■ DIRECTIONS:
Please reproduce the records below word for word, keeping every line unchanged.

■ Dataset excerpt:
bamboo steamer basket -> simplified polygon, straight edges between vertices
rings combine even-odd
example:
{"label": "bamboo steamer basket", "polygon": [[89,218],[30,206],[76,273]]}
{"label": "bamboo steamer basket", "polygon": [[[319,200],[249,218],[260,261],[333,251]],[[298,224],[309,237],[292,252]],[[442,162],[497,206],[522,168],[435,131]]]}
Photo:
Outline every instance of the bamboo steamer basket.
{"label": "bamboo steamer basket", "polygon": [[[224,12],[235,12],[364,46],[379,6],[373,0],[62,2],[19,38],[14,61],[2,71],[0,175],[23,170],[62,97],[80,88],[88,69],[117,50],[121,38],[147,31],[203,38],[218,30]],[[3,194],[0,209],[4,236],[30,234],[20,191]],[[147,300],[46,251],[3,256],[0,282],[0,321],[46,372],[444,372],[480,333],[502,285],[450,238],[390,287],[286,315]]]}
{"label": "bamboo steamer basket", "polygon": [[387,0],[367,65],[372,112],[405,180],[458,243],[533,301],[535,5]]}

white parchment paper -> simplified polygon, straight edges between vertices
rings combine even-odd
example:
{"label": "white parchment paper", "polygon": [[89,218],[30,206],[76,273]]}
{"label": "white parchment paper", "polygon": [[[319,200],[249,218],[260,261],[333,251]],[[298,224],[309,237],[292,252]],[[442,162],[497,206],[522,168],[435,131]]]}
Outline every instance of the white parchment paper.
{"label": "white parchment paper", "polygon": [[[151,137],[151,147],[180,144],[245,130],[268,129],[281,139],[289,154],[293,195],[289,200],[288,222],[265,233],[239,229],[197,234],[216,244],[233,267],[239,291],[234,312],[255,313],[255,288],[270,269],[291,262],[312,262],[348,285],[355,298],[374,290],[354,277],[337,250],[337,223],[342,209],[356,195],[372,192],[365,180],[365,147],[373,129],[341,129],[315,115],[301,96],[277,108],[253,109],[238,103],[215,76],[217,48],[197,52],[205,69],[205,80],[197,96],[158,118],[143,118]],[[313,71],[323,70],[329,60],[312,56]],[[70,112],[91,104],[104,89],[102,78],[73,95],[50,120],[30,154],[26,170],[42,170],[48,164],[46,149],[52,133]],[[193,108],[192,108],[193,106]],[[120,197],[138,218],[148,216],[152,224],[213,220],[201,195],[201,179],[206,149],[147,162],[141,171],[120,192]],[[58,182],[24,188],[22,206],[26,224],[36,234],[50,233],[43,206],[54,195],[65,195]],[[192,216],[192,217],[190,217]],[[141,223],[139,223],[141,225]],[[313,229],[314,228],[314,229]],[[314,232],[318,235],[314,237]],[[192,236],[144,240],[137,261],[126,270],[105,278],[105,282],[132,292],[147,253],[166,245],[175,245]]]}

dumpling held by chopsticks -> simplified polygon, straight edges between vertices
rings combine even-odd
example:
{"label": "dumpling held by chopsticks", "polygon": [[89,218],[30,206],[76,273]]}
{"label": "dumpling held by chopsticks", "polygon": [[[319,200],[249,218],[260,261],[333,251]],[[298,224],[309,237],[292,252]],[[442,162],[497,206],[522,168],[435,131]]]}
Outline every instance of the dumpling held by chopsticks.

■ ANSWER TO THE PROBLEM:
bamboo steamer basket -> simplified polygon, straight edges between vertices
rings combine even-odd
example:
{"label": "bamboo steamer basket", "polygon": [[89,218],[30,206],[76,273]]}
{"label": "bamboo steamer basket", "polygon": [[[319,200],[249,218],[260,261],[333,251]],[[298,224],[309,237],[292,252]],[[442,162],[497,206],[522,168],[435,131]]]}
Photo:
Outline every instance of the bamboo steamer basket.
{"label": "bamboo steamer basket", "polygon": [[[224,12],[235,12],[364,46],[379,6],[373,0],[62,2],[19,38],[14,61],[2,71],[0,175],[23,170],[62,97],[80,88],[88,69],[117,50],[121,38],[147,31],[203,38],[218,30]],[[3,194],[0,209],[4,236],[30,234],[20,191]],[[147,300],[46,251],[3,256],[0,282],[0,321],[46,372],[444,372],[480,333],[502,285],[450,238],[390,287],[286,315]]]}
{"label": "bamboo steamer basket", "polygon": [[387,0],[367,65],[372,112],[405,180],[458,243],[533,301],[535,5]]}

white parchment paper -> simplified polygon, straight edges between vertices
rings combine even-odd
example:
{"label": "white parchment paper", "polygon": [[89,218],[30,206],[76,273]]}
{"label": "white parchment paper", "polygon": [[[319,200],[249,218],[260,261],[333,251]],[[298,224],[309,237],[292,252]],[[442,162],[497,206],[522,168],[435,131]]]}
Outline every instance of the white parchment paper.
{"label": "white parchment paper", "polygon": [[[151,137],[151,147],[180,144],[245,130],[268,129],[281,139],[289,154],[293,195],[289,200],[288,222],[265,233],[239,229],[197,234],[216,244],[233,267],[239,291],[234,312],[255,313],[255,288],[270,269],[291,262],[312,262],[348,285],[355,298],[374,290],[354,277],[337,250],[337,223],[342,209],[356,195],[372,192],[365,180],[365,147],[373,129],[341,129],[315,115],[301,96],[277,108],[253,109],[238,103],[215,76],[217,48],[197,52],[205,69],[205,80],[197,96],[158,118],[143,118]],[[313,71],[323,70],[329,60],[312,56]],[[70,112],[91,104],[104,89],[102,78],[73,95],[50,120],[30,154],[26,170],[42,170],[48,164],[46,149],[52,133]],[[193,108],[192,108],[193,106]],[[120,197],[138,218],[148,216],[152,224],[213,220],[201,195],[201,179],[206,149],[147,162],[141,171],[120,192]],[[58,182],[24,188],[22,206],[26,224],[36,234],[50,233],[43,206],[54,195],[65,195]],[[192,216],[192,217],[190,217]],[[141,223],[139,223],[141,225]],[[313,229],[314,228],[314,229]],[[314,232],[318,235],[314,237]],[[192,236],[144,240],[137,261],[126,270],[105,278],[105,282],[132,292],[147,253],[166,245],[175,245]]]}

dumpling held by chopsticks -> simplified polygon, straight edges between vertices
rings combine even-odd
example:
{"label": "dumpling held by chopsticks", "polygon": [[89,218],[30,206],[76,273]]}
{"label": "dumpling held by chopsticks", "polygon": [[[319,200],[249,218],[260,261],[333,251]],[[298,224],[309,237],[292,252]],[[442,162],[497,206],[522,168],[435,131]]]}
Outline every instance of the dumpling held by chopsticks.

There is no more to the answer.